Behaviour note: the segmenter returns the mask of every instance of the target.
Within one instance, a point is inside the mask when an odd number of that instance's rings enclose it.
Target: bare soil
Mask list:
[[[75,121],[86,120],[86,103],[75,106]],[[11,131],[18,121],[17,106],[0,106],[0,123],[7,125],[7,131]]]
════════════════════
#### [Given task]
Duplicate the material above line for line, with nothing changed.

#### [Solution to this task]
Behaviour note: the segmenter returns the mask of every instance of the target.
Within one instance, a point is inside the mask when an odd number of that instance's rings enclose it.
Target: bare soil
Mask list:
[[[75,121],[86,120],[86,103],[75,106]],[[11,131],[18,121],[17,106],[0,106],[0,123],[7,125],[7,131]]]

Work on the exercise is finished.